-- start --
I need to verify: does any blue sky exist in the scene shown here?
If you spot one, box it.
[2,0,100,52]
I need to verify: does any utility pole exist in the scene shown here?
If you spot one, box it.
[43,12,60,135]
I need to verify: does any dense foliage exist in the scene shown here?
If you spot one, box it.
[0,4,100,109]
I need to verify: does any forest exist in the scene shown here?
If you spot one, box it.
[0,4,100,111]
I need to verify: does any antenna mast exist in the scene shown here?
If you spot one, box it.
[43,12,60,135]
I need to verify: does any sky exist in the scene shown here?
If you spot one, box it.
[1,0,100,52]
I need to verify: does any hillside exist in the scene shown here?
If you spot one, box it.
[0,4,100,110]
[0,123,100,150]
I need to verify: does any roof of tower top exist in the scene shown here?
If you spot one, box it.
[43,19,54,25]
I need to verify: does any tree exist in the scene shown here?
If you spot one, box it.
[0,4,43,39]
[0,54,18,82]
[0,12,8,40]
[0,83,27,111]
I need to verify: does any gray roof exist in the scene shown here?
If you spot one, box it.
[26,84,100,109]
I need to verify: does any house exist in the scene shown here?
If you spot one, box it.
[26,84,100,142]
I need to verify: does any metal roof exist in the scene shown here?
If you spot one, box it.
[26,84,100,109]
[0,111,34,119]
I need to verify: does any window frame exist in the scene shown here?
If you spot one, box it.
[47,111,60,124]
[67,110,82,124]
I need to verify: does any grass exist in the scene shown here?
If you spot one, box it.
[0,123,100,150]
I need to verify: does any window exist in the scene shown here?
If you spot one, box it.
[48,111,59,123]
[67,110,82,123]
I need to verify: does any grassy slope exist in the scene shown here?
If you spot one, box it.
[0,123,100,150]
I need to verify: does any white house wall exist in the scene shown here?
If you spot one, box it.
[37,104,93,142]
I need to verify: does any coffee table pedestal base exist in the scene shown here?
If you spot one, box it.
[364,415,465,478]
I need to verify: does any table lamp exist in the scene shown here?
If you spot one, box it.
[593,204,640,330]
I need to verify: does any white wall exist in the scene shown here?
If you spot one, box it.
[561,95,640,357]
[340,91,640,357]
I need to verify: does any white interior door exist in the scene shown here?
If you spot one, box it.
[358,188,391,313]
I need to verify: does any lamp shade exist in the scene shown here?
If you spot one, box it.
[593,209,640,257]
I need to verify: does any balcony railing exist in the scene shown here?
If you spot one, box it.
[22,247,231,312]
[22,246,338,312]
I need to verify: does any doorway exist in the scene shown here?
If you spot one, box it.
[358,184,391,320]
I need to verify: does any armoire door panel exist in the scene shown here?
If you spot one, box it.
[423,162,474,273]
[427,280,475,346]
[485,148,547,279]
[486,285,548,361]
-- end --
Task statement -> Reproduce verbatim the lines starting at the one containing "I need to verify: does any dense" and ending at the one containing "[0,83,27,111]", both included.

Output ->
I need to verify: does any dense foliage exist in the scene shown here?
If you spot one, box it.
[0,4,100,109]
I need to verify: does any forest exist in the scene shown here?
If you spot one, box it.
[0,4,100,111]
I need to verify: does any antenna mast exist in the scene shown here?
If you spot one, box it.
[43,12,60,135]
I need to verify: does any sky exist in the scene shown here?
If you spot one, box it.
[1,0,100,52]
I need to verify: does any hillside exist in the scene shown here?
If you spot one, box it.
[0,4,100,110]
[0,123,100,150]
I need to verify: does any roof of tower top exist in the scene shown here?
If you spot one, box it.
[43,19,54,25]
I need to verify: does any tree exist in the scene shown here?
If you spot one, box it.
[0,4,43,39]
[0,54,18,82]
[0,12,8,40]
[0,83,27,111]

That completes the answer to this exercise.